Activity:
The records below need to be set down again exactly; their images stay out.

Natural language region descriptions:
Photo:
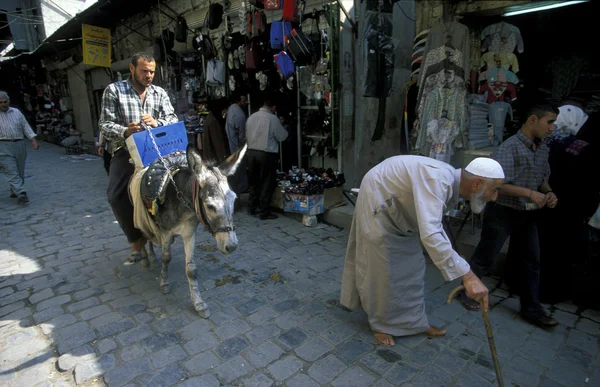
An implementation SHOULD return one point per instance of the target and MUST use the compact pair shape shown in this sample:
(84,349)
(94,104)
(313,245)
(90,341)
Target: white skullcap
(485,167)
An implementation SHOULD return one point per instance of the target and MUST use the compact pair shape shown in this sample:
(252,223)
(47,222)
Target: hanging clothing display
(441,133)
(499,74)
(499,91)
(441,101)
(379,55)
(497,112)
(444,97)
(418,50)
(565,74)
(502,38)
(495,59)
(479,136)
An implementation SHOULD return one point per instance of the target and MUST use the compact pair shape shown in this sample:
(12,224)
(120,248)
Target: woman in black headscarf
(215,145)
(564,235)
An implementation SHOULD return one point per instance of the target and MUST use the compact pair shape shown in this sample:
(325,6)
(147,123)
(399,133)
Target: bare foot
(434,332)
(384,339)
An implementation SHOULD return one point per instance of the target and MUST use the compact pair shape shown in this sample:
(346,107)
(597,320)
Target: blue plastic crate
(168,138)
(304,204)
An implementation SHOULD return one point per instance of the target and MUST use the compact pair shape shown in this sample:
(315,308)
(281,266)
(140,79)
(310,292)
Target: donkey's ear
(195,162)
(229,166)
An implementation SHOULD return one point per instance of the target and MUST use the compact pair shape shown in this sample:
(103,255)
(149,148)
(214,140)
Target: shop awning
(105,13)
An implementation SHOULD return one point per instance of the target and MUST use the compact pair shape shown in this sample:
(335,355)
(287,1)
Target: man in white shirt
(401,205)
(263,134)
(13,129)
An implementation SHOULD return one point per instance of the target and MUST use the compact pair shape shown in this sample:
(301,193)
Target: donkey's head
(215,198)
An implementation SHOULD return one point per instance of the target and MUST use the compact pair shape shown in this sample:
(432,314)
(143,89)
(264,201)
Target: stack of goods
(479,132)
(441,102)
(499,66)
(311,181)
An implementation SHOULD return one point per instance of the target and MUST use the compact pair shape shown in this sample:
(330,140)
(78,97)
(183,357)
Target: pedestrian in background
(13,129)
(264,132)
(235,126)
(103,150)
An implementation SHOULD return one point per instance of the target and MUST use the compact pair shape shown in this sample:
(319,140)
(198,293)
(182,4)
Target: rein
(199,210)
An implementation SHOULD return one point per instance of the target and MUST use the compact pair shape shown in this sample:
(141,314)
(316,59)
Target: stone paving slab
(72,314)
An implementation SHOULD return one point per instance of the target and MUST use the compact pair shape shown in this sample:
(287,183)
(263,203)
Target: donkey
(201,195)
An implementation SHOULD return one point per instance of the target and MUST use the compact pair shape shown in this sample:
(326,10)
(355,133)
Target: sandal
(133,258)
(468,303)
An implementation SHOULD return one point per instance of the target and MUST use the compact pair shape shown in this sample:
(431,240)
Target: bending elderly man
(401,204)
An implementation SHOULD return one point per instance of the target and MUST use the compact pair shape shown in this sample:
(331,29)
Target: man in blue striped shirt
(125,105)
(13,129)
(524,159)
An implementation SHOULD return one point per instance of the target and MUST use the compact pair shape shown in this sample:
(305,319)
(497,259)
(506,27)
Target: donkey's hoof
(164,286)
(203,310)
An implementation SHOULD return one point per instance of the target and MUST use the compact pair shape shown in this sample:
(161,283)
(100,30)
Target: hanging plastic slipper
(242,54)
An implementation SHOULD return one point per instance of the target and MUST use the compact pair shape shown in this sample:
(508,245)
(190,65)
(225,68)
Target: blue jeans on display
(499,223)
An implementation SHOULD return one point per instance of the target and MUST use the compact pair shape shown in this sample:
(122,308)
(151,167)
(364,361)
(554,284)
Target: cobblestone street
(71,313)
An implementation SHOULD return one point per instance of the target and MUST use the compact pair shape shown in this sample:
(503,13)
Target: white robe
(401,199)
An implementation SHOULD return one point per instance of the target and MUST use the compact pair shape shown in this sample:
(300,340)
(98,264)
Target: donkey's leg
(144,253)
(167,241)
(152,256)
(189,244)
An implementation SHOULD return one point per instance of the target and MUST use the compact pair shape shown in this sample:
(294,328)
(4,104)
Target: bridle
(201,214)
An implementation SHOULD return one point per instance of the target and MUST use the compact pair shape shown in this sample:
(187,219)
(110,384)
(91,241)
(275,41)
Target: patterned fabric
(565,74)
(498,112)
(439,57)
(121,105)
(502,37)
(499,74)
(442,133)
(14,126)
(475,51)
(496,59)
(499,91)
(525,164)
(450,100)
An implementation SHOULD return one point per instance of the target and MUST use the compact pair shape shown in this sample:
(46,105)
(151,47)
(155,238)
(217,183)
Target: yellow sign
(96,45)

Worked solution:
Photo:
An implementation SHOULD return one point per instance of the target and MUST use the compact pair shape shown in this sample:
(84,349)
(94,104)
(313,245)
(90,341)
Target: white skullcap
(485,167)
An implementation SHOULD return one point per instance of the target and MUST use the compact pair shape shown in this sample:
(252,223)
(47,222)
Target: hanging clothing display
(441,133)
(499,74)
(499,91)
(441,101)
(379,55)
(497,112)
(444,97)
(418,50)
(565,74)
(502,38)
(495,59)
(479,136)
An implementation SHOULD return one point per instance of the target and MUST use the compact pair shape shown in this sample:
(12,224)
(120,248)
Target: woman in black headscarf
(215,145)
(564,235)
An implementation SHOULD return one point per instance of the target and MUST use the compact pair shape shown in this sample:
(325,6)
(147,123)
(399,133)
Target: bare foot
(434,332)
(384,339)
An implementation SHOULD return one point per instance of the target and MUST use the compact pair shape shown in this sample:
(346,107)
(597,320)
Target: blue plastic crate
(168,138)
(304,204)
An implementation SHOULD return one point per instance of the target and MUST use the compact pair shape shown in this sample:
(315,308)
(281,266)
(140,79)
(310,292)
Target: donkey's ear
(195,162)
(229,166)
An implementation SHOULD return one point per instance of the target and MUST use the compact pair shape shown in this sample:
(103,255)
(149,148)
(214,140)
Target: shop awning
(105,13)
An implementation SHOULD return one point per instance of the target and MUST use the compact pair shape shown in this sample:
(335,355)
(287,1)
Target: man in white shirt
(401,205)
(263,134)
(13,129)
An implementation SHOULD return one point per instance of the target and MUST use the compact pair shape shown in this sample:
(301,193)
Target: donkey's head
(215,198)
An implementation SHOULD return one point per instance of the target and MUST use the compact pair shape shown in this sample:
(432,314)
(143,89)
(264,201)
Target: stack of goods
(479,132)
(441,102)
(499,66)
(311,181)
An implementation SHOULD return one point per instance of the target and MUST use the compact pair shape shown in this sample:
(330,140)
(78,97)
(183,357)
Target: pedestrian in background
(13,129)
(264,132)
(235,126)
(103,150)
An implementation SHOULD return one point per instance of the target and MUST use the compact pair shape shown in this sample:
(319,140)
(198,293)
(182,4)
Target: rein
(199,210)
An implementation SHOULD return one point per instance of the target and MUST use the compact pair shape shown in this sample:
(141,314)
(316,59)
Target: stone paving slab
(72,314)
An implementation SHOULD return one point per instance of the target and MUST use the compact pair shape shown in this sample:
(287,183)
(263,203)
Target: donkey
(201,195)
An implementation SHOULD return one point per instance of the target and MUST use the compact pair shape shown in this sample:
(326,10)
(355,133)
Target: sandal
(133,258)
(468,303)
An implementation SHOULD return one point per instance of the target and MUST use the compact pair shape shown in this sample:
(431,240)
Target: bending elderly man
(401,204)
An implementation SHOULD return one point per instance of the target and MUST use the compact pair shape shown in this sample:
(331,29)
Target: man in blue striped shirt
(125,105)
(13,129)
(524,159)
An implementation SHOULD return one point per instance of the target and MUST use the compact pair shape shown in this sample:
(305,319)
(497,259)
(506,27)
Target: donkey's hoof
(164,286)
(203,310)
An implementation SHOULD return one point per instance of the target and MUST use the compact pair shape shown in this sample:
(161,283)
(100,30)
Target: hanging plastic slipper
(242,54)
An implementation SHOULD return one point per instance of the target and MUST use the compact pair shape shown in this sample:
(508,245)
(190,65)
(225,68)
Target: blue jeans on display
(499,223)
An implementation SHOULD return one point per instance of the target and MUST use the compact pair shape shown in this sample:
(122,308)
(151,167)
(364,361)
(554,284)
Target: cobblestone street
(71,313)
An implementation SHOULD return one point per instance of the target and MUST use the compact pair shape shown in this sample:
(503,13)
Target: white robe
(401,199)
An implementation SHOULD return one point per instance of the target and MUST use the compact pair shape shown in this sample:
(300,340)
(98,264)
Target: donkey's leg
(144,253)
(167,241)
(152,256)
(189,244)
An implementation SHOULD return one point per instance of the target and MUST use the compact pair shape shown in this sample:
(294,328)
(4,104)
Target: bridle
(201,214)
An implementation SHOULD return one point per instance of the target and MUST use the compact pair shape shown in this sample:
(187,219)
(110,384)
(91,241)
(275,41)
Target: patterned fabric
(565,74)
(498,112)
(439,57)
(121,105)
(502,37)
(499,74)
(442,133)
(14,126)
(475,51)
(496,59)
(499,91)
(525,164)
(450,100)
An implementation SHOULD return one point per instance of the target and MUST use the compact pair shape shown in this sample:
(46,105)
(151,47)
(155,238)
(217,183)
Target: yellow sign
(96,45)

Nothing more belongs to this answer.